----- DOCUMENT EXTRACT

Serialization will not help you. Your Data objects are already stored as bytes in memory. Nor will turning it into a struct help. The difference between a struct and a class lies in their addressing and referencing behaviour, not in their memory footprint.
The only way I can think of to reduce the memory footprint of a collection with "hundreds-millions" of these objects would be to serialize and compress the entire thing. But that is not feasible. You would always have to decompress the entire thing before accessing it, which would shoot your performance to hell AND actually almost double the memory consumption on access (compressed and decompressed data both lying in memory at that point).
The best general advice I can give you is not to try to optimize this scenario yourself, but use specialized software for that. By specialized software, I mean a (in-memory) database. One example of a database you can use in-memory, and for which you already have everything you need on-board in the .NET framework, is SQLite.
I assume, as you seem to imply, that you have a class with many members, have a large number of instances, and need to keep them all in memory at the same time to perform calculations.
I ran a few tests to see if you could actually get different sizes for the classes you described.
I used this simple method for finding the in-memory size of an object:
private static void MeasureMemory()
{
int size = 10000000;
object[] array = new object[size];
long before = GC.GetTotalMemory(true);
for (int i = 0; i < size; i++)
{
array[i] = new Data();
}
long after = GC.GetTotalMemory(true);
double diff = after - before;
Console.WriteLine("Total bytes: " + diff);
Console.WriteLine("Bytes per object: " + diff / size);
}
It may be primitive, but I find that it works fine for situations like this.
As expected, almost nothing you can do to that class (turning it to a struct, removing the inheritance, or the method attributes) influences the memory being used by a single instance. As far as memory usage goes, they are all equivalent. However, do try to fiddle with your actual classes and run them through the given code.
The only way you could actually reduce the memory footprint of an instance would be to use smaller structures for keeping your data (int instead of long for example). If you have a large number of booleans, you could group them into a byte or integer, and have simple property wrappers to work with them (A boolean takes a byte of memory). These may be insignificant things in most situations, but for a hundred million objects, removing a boolean could make a difference of a hundred MB of memory. Also, be aware that the platform target you choose for your application can have an impact on the memory footprint of an object (x64 builds take up more memory then x86 ones).
Serializing the data is very unlikely to help. An in-memory database has it's upsides, especially if you are doing complex queries. However, it is unlikely to actually reduce the memory usage for your data. Unfortunately, there just aren't many ways to reduce the footprint of basic data types. At some point, you will just have to move to a file-based database.

----------
----- RECORD EXTRACTS

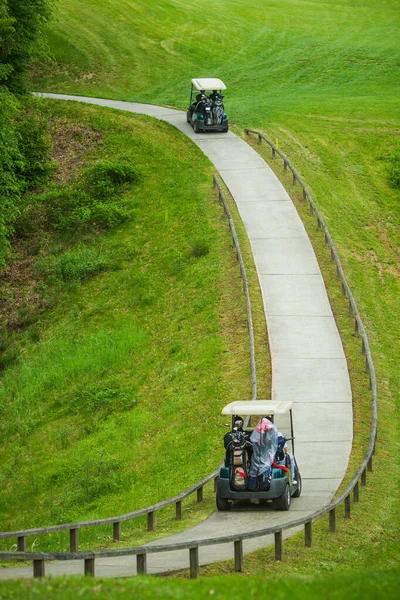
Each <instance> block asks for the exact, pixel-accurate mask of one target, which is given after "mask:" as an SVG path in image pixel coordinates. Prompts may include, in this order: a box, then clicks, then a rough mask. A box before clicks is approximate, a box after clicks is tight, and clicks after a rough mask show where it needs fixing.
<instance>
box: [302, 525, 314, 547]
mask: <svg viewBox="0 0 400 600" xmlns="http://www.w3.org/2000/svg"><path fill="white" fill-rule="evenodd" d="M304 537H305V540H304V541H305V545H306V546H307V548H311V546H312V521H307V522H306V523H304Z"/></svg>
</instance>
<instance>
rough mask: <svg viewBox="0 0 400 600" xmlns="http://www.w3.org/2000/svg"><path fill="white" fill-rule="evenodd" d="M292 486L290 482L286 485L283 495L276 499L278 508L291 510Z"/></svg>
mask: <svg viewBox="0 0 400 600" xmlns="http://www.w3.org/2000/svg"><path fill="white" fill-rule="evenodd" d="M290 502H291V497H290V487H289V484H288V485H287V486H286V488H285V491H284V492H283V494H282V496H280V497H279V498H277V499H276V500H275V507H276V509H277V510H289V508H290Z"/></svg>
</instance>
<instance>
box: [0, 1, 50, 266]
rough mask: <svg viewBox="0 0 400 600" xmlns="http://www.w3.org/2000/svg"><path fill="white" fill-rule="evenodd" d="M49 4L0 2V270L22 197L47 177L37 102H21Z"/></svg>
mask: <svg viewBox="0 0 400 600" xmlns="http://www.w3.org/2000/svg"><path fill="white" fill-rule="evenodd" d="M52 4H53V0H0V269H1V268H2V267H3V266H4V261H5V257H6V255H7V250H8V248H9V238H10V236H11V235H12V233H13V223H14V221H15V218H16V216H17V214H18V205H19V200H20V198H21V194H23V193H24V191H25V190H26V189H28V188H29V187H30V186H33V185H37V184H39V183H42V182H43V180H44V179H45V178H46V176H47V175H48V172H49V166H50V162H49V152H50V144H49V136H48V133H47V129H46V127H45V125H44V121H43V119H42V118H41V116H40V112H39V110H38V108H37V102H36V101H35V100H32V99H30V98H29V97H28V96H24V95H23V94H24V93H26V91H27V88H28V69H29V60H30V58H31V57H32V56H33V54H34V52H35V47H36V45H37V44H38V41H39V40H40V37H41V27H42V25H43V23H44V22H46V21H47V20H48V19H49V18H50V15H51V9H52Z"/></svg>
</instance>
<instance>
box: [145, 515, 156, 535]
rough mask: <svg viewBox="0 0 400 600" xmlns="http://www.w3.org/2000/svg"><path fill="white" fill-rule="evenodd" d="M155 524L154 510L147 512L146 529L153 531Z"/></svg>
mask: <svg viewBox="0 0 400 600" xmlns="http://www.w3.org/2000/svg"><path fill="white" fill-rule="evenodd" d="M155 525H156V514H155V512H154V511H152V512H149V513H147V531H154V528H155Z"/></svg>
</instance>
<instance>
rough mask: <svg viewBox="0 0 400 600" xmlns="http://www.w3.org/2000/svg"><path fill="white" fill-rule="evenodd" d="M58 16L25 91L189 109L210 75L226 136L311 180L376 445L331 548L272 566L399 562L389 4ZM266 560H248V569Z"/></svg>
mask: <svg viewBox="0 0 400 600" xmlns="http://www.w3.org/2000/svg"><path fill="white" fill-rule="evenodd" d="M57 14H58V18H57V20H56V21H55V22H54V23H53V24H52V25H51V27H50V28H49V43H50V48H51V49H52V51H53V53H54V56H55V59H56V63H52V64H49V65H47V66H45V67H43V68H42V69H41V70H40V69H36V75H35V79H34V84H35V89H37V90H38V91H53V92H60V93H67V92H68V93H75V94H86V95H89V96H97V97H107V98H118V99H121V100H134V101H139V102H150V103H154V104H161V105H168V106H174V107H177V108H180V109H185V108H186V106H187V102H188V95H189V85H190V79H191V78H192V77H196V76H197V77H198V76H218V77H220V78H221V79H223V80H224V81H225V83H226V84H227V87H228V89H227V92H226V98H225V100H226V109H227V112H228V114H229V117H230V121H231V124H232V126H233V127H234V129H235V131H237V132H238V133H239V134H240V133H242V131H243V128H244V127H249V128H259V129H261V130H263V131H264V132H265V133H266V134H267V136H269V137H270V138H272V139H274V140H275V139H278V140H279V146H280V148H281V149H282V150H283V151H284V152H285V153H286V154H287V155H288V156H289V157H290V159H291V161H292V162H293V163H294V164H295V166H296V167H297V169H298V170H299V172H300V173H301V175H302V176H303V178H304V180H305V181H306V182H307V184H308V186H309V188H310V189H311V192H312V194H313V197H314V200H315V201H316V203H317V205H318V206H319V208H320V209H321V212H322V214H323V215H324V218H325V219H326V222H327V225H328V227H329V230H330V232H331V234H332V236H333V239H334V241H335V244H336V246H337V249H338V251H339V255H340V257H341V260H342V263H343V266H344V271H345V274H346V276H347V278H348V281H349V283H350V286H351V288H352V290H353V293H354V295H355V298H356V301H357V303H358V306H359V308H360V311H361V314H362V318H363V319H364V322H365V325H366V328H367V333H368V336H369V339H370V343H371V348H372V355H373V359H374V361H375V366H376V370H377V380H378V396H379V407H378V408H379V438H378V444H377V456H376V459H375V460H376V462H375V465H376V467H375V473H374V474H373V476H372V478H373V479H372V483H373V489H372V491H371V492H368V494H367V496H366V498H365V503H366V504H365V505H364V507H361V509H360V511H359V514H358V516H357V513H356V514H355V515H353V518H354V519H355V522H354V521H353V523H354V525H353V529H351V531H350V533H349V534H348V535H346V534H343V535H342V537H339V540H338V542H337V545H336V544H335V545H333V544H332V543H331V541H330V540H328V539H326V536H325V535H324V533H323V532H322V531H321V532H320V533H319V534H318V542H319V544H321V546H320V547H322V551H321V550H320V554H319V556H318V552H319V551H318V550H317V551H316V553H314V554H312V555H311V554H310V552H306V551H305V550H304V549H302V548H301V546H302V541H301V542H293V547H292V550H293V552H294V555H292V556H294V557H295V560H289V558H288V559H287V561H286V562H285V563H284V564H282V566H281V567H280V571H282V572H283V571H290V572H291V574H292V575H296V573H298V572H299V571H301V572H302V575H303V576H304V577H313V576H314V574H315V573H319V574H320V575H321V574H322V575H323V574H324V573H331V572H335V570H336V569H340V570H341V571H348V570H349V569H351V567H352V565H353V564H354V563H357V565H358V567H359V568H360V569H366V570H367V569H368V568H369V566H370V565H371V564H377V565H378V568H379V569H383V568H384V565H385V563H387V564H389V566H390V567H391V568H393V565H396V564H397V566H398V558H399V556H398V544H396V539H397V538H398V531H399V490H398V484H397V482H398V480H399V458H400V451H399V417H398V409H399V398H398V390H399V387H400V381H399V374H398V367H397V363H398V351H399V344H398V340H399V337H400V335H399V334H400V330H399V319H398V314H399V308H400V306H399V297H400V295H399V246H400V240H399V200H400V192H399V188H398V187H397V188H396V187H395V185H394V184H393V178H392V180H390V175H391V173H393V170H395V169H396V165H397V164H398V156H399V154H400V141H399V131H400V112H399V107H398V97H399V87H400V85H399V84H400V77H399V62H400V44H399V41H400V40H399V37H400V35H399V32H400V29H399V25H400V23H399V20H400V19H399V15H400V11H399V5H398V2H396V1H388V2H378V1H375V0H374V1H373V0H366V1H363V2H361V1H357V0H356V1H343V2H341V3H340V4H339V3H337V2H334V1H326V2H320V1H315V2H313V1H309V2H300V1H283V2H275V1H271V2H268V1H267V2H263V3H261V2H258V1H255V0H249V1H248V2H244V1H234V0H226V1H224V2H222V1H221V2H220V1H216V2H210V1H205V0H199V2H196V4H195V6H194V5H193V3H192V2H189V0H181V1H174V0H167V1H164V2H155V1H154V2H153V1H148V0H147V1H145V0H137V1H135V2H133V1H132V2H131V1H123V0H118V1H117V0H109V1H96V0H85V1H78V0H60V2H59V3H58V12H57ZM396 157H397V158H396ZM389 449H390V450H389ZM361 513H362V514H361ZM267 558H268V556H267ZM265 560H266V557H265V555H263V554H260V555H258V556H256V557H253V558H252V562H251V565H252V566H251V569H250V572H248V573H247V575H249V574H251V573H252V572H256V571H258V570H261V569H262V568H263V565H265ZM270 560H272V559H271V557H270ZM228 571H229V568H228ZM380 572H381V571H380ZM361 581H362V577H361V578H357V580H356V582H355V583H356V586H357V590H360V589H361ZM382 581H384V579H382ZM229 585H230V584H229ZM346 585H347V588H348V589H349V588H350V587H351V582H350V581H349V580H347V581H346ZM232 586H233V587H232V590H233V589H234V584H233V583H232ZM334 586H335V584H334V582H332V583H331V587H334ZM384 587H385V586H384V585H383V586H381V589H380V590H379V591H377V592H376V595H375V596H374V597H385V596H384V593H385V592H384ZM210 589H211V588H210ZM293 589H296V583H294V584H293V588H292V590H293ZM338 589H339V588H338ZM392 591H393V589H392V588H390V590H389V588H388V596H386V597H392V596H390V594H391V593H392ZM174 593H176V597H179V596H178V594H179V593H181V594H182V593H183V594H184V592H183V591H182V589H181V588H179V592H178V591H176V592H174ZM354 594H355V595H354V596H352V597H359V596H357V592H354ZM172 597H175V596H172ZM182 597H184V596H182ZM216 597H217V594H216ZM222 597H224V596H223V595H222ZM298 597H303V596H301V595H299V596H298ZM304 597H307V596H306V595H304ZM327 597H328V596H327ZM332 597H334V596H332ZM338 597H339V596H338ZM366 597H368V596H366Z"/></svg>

----------

REQUIRED ACTIONS →
1. In the text on reducing memory footprint, what database is given as an example that can be used in-memory with what the .NET framework already provides?
2. List every line of the listing that contains the string "rough".
The text on reducing memory footprint has no connection to the listing.

RESPONSES FOR EACH TASK →
1. SQLite.

2.
Each <instance> block asks for the exact, pixel-accurate mask of one target, which is given after "mask:" as an SVG path in image pixel coordinates. Prompts may include, in this order: a box, then clicks, then a rough mask. A box before clicks is approximate, a box after clicks is tight, and clicks after a rough mask show where it needs fixing.
rough mask: <svg viewBox="0 0 400 600" xmlns="http://www.w3.org/2000/svg"><path fill="white" fill-rule="evenodd" d="M292 486L290 482L286 485L283 495L276 499L278 508L291 510Z"/></svg>
rough mask: <svg viewBox="0 0 400 600" xmlns="http://www.w3.org/2000/svg"><path fill="white" fill-rule="evenodd" d="M49 4L0 2V270L22 197L47 177L37 102H21Z"/></svg>
rough mask: <svg viewBox="0 0 400 600" xmlns="http://www.w3.org/2000/svg"><path fill="white" fill-rule="evenodd" d="M155 524L154 510L147 512L146 529L153 531Z"/></svg>
rough mask: <svg viewBox="0 0 400 600" xmlns="http://www.w3.org/2000/svg"><path fill="white" fill-rule="evenodd" d="M58 16L25 91L189 109L210 75L226 136L311 180L376 445L331 548L272 566L399 562L389 4ZM266 560H248V569Z"/></svg>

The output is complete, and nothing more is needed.